======== Provided text

Miami Beach Digital Historic Districts Project
Miami Beach Digital Historic Districts Project: Connecting databases and research projects enrich the public with the remarkable stories of people, buildings and the environment in Miami Beach’s historic neighborhoods.
The Miami Beach Digital Historic Districts Project (DHDP) seeks to create a responsive design website and series of public events around the use artificial intelligence (AI) to help the public understand the vast array of historical information about Miami Beach’s designated historic architectural districts. These districts have information available in a variety of digital archives dealing with the history of policy, design, the environment, and society. Our goal is to use machine learning, or the ability of the computer to make recommendations, to prototype a digital interface that synthesizes and makes legible the information of greatest interest and concern to members of the public utilizing the site.
Why Miami Beach’s Historic Districts? The City of Miami Beach is home to the first and largest collection of designated historic twentieth-century architectural districts in the United States. There are fourteen locally designated historic districts in the city, four districts on the National Register containing about 2,600 buildings, of which approximately 73% or 1,900 are considered contributing to the historic character of the place. The districts are rich in local, national and international social and political history, and include significant examples of twentieth-century architectural styles and planning. The stories of lives lived in these districts are rich and varied, revealing the history of architecture, of national movements of people and ideas, and of personal histories. These historic districts are also economic engines that support a high quality of life for residents, become an easily identifiable brand for the city, and are woven into important educational experiences for tourists. Located on some of the lowest-lying land in the United States, the Miami Beach historic districts also present some of the most challenging examples of historic preservation in the face of rising seas.

================

▶ _Stated exercise_
Please reproduce the stretch of the Miami Beach historic districts text from "The Miami Beach Digital" through "utilizing the site.".

======== Supplied information

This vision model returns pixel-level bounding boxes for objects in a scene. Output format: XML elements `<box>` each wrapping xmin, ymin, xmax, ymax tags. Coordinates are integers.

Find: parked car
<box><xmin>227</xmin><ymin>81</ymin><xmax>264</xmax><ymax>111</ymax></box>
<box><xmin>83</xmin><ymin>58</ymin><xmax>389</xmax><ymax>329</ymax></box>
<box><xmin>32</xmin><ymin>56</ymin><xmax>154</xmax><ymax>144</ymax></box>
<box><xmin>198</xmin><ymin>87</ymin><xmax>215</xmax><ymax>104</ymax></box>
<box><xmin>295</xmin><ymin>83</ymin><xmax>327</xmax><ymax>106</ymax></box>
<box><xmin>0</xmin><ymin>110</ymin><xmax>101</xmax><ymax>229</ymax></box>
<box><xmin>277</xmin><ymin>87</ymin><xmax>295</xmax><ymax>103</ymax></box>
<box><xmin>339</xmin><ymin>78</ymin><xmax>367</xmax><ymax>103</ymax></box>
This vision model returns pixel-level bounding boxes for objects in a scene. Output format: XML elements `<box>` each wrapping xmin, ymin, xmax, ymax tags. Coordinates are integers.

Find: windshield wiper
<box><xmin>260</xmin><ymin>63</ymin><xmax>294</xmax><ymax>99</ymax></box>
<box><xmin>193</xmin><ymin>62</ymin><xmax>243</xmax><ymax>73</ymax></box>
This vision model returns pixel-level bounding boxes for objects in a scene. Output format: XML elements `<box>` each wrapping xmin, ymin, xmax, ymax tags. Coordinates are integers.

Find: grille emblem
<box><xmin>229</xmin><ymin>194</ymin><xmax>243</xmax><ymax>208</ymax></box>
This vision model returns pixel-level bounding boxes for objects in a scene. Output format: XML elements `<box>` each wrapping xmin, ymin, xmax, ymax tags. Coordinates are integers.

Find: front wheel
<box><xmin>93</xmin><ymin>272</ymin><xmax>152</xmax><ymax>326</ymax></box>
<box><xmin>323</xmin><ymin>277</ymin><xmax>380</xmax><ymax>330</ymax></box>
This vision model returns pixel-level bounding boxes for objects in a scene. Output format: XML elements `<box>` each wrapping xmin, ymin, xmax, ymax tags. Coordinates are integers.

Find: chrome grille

================

▶ _Response below_
The Miami Beach Digital Historic Districts Project (DHDP) seeks to create a responsive design website and series of public events around the use artificial intelligence (AI) to help the public understand the vast array of historical information about Miami Beach’s designated historic architectural districts. These districts have information available in a variety of digital archives dealing with the history of policy, design, the environment, and society. Our goal is to use machine learning, or the ability of the computer to make recommendations, to prototype a digital interface that synthesizes and makes legible the information of greatest interest and concern to members of the public utilizing the site.